» Extract
Urinary incontinence after pregnancy and childbirth is often stress incontinence. Stress incontinence is usually caused by weak pelvic floor muscles and urethral sphincters. The pressure in the abdomen increases with physical, mechanical stress or exertion (e.g. laughing, sneezing, coughing, jumping or heavy lifting). This pressure overstrains the closure of the urethra causing involuntary urine leakage. The severity ranges from a few drops to complete enuresis. Depending on the underlying cause and symptoms, stress incontinence is treated conservatively or surgically.
Conservative treatment / therapy of stress incontinence:
The muscles of the pelvic floor can be strengthened by exercising before and during pregnancy. Postnatal exercises are important to strengthen the pelvic floor muscles. In addition, everyday movements should be executed without straining the pelvic floor.

» Recorded data
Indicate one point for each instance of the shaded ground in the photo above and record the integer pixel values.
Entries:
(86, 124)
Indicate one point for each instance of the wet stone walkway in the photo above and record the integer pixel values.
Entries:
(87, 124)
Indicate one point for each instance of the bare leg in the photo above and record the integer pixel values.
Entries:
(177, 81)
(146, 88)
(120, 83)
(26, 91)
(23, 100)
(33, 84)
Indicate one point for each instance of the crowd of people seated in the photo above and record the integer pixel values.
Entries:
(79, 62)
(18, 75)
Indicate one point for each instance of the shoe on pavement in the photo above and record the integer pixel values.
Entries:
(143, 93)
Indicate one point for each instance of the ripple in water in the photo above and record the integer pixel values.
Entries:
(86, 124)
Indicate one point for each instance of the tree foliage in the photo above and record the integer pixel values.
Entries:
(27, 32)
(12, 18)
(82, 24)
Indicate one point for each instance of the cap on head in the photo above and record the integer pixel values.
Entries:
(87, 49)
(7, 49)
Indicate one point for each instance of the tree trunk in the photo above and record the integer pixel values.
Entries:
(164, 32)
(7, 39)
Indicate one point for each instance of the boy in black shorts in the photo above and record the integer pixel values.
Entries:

» Exercise set
1 - Quote the stress incontinence text word for word, from "Urinary incontinence after" up to and including "conservatively or surgically.".
2 - Pick up the text on stress incontinence after childbirth where it stops, and write its next sentences.

» Results of the tasks
1 -
Urinary incontinence after pregnancy and childbirth is often stress incontinence. Stress incontinence is usually caused by weak pelvic floor muscles and urethral sphincters. The pressure in the abdomen increases with physical, mechanical stress or exertion (e.g. laughing, sneezing, coughing, jumping or heavy lifting). This pressure overstrains the closure of the urethra causing involuntary urine leakage. The severity ranges from a few drops to complete enuresis. Depending on the underlying cause and symptoms, stress incontinence is treated conservatively or surgically.

2 -
Physiotherapy for stress incontinence after childbirth includes the following options either individually or in combination:
Pelvic floor training
Therapeutically guided exercises are intended to strengthen the tissue and the supportive function of the pelvic floor. In addition, they increase blood flow in the flaccid muscles. Home therapy may commence as soon as patients learn to be consciously aware of their pelvic floor and are able to perform the exercises correctly.
Vaginal cones can also be used when exercising at home. Vaginal cones are weights inserted like tampons. They should be retained by contracting the vagina.
Electrotherapy in combination with biofeedback supports the control of these muscles and helps strengthen them.
Biofeedback can lead to conscious awareness of the pelvic floor and support voluntary contraction of the bladder muscles. A small electrode is inserted into the vagina to measure muscle activity. Acoustic and visual feedback indicates if the correct muscles are controlled and/or the intensity of their contraction (can also be combined with electrotherapy).
Some electrotherapy devices like the STIWELL med4 have a biofeedback function which displays the contractibility via electromyography. Even minute therapy progress is shown to motivate the patient.
Electrotherapy (incontinence after childbirth)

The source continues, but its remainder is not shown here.